| DATA SECTION |
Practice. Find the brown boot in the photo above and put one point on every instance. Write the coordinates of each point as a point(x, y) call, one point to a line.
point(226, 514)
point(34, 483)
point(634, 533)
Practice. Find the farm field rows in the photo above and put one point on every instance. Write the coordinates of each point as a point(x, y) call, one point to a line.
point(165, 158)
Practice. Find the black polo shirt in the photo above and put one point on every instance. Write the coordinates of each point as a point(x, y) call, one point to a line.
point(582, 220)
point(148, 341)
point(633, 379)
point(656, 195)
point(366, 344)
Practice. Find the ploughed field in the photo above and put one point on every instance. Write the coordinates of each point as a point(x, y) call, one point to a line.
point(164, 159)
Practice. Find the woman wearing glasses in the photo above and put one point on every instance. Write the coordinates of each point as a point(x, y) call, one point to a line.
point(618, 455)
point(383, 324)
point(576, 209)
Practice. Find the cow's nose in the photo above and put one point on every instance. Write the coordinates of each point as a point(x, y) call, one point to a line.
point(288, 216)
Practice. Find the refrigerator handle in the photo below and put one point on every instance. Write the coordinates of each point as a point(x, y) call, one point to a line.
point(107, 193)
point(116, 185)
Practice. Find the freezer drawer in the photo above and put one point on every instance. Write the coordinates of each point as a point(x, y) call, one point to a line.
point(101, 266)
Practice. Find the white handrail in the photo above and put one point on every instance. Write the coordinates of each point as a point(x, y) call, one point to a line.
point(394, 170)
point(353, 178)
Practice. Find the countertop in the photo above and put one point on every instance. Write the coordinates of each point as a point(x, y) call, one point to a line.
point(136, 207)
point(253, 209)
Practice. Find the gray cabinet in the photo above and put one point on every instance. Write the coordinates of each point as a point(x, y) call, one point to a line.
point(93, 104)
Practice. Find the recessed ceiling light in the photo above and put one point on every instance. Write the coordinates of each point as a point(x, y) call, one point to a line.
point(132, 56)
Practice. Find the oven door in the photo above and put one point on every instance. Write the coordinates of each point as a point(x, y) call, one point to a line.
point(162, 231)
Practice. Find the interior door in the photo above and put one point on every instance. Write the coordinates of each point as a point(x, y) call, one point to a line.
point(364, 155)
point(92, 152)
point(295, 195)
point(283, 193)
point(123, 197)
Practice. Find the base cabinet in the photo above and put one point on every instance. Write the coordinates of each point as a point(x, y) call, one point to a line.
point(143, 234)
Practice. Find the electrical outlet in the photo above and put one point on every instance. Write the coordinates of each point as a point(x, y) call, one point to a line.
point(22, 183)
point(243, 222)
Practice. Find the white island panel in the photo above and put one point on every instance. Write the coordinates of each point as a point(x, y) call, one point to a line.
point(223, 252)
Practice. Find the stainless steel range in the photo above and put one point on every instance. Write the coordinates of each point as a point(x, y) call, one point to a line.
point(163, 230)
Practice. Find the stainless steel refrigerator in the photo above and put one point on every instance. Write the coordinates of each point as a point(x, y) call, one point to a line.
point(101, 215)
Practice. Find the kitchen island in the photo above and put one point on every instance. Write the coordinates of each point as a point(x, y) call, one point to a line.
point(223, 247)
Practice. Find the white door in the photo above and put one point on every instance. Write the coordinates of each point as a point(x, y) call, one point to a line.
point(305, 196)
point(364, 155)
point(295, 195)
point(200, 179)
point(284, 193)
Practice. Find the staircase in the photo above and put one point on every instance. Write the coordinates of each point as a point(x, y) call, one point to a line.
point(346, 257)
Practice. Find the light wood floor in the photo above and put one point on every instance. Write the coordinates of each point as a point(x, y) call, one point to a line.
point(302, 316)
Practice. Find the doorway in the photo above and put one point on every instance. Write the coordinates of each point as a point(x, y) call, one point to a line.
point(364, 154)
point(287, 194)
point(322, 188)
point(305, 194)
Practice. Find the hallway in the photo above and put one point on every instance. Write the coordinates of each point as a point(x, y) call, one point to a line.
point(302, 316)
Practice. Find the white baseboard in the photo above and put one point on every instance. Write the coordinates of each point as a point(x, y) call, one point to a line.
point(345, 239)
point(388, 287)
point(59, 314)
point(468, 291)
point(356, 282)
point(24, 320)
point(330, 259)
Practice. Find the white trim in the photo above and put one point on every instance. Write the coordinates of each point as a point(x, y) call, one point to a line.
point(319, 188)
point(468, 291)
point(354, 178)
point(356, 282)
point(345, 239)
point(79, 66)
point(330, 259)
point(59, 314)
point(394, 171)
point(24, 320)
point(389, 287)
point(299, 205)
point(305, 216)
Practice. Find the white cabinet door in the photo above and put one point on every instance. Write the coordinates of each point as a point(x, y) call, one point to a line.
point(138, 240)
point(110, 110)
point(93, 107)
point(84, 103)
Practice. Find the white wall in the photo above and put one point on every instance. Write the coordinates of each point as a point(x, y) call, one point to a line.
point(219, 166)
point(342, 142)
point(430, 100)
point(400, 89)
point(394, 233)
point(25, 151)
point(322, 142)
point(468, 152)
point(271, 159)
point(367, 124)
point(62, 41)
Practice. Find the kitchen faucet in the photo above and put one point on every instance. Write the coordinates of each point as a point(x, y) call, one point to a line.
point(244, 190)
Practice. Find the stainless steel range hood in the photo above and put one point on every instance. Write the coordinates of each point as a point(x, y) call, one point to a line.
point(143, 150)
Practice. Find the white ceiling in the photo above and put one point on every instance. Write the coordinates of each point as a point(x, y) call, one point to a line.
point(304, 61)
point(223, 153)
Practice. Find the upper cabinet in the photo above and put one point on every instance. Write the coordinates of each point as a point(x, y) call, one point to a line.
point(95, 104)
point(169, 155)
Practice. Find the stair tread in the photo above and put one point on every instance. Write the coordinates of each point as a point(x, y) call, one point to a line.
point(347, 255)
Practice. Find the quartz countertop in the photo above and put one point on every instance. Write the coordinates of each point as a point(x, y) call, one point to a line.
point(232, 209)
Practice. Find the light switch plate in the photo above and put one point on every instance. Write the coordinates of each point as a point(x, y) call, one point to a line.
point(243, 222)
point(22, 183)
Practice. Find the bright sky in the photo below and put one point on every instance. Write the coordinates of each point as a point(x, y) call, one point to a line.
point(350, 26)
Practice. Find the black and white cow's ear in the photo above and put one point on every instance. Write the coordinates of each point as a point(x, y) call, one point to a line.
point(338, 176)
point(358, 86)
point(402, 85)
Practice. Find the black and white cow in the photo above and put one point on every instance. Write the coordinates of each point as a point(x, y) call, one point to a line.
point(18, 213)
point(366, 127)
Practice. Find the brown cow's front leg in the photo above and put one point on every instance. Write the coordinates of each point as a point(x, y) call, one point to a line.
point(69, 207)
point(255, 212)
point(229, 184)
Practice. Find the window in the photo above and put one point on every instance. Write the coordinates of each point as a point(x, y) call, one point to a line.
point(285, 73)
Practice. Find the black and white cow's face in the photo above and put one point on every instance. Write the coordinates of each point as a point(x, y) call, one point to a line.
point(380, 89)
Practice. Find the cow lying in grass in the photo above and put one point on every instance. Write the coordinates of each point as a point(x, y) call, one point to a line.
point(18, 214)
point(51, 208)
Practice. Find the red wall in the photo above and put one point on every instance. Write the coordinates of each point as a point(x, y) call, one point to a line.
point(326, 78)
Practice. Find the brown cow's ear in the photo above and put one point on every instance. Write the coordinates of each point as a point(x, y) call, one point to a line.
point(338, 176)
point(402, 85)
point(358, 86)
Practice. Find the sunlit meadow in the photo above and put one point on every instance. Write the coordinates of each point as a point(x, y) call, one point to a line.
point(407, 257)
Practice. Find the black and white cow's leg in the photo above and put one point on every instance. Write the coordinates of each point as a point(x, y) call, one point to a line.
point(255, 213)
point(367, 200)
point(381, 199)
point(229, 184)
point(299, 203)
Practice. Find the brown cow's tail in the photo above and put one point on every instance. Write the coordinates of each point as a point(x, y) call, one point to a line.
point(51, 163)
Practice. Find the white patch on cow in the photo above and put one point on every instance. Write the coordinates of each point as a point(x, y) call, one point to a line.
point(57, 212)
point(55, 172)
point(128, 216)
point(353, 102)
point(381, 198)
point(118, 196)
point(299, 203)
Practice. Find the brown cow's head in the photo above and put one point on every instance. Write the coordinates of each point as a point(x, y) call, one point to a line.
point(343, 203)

| PROBLEM TO WORK ON |
Convert the lines from the one containing "Practice. Find the cow lying" through the one containing "point(326, 78)" into a two-column CSV with the headers instruction and answer. Give each line that begins "Practice." its own row, with the lines beneath it as the answer, each value in one quoted field and line breaks replaced by spaces.

| CORRECT RESULT |
instruction,answer
"Practice. Find the cow lying in grass in the photo above and put one point on every instance. Write the coordinates of each point as a point(x, y) call, one point to a line.","point(18, 214) point(51, 208)"
"Practice. Find the red wall in the photo above and put one point on every instance. Write the coordinates of each point as a point(x, y) call, one point to a line.","point(326, 78)"